● REQUIREMENT
Skip the images and return the records below exactly.

● AVAILABLE DATA
########

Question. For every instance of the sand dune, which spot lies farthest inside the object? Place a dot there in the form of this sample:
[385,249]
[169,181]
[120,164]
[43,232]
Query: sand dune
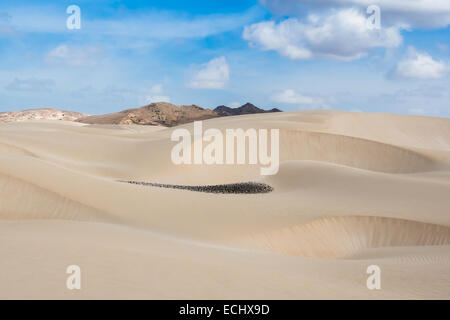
[353,190]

########

● TASK OUTPUT
Question. For every instance of the sand dune, which spot lies farthest inside the object? Place a dot there in the form of this sample:
[385,249]
[169,181]
[120,164]
[43,232]
Query: sand dune
[353,190]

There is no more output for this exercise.